▶ **Task item**: Whenever the word "branch" appears in a line of the data below, copy that line.

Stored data
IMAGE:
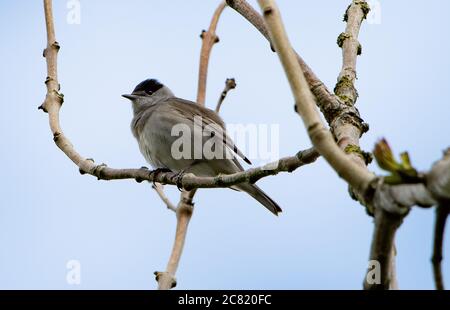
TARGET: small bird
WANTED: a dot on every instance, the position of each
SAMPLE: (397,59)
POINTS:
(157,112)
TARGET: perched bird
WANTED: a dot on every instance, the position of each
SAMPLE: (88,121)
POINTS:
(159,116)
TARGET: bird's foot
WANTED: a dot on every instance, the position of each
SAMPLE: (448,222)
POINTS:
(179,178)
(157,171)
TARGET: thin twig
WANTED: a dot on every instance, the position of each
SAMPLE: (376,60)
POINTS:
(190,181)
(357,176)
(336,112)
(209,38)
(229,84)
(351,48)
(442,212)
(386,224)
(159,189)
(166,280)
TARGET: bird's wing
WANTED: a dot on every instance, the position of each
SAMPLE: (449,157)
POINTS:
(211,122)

==

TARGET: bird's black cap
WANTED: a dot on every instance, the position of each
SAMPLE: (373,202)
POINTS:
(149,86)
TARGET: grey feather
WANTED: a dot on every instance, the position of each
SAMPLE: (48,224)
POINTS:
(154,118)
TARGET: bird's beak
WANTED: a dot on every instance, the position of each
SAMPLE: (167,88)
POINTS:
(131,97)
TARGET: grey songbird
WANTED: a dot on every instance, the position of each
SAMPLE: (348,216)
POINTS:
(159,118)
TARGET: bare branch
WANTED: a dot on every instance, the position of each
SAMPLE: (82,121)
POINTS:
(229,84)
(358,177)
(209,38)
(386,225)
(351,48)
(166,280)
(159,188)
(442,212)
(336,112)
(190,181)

==

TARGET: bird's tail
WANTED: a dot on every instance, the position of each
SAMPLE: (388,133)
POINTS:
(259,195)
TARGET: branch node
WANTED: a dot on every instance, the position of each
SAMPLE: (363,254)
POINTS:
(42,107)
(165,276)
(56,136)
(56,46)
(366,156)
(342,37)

▶ **Solution for this task**:
TARGET: bare branch
TARGET: branch node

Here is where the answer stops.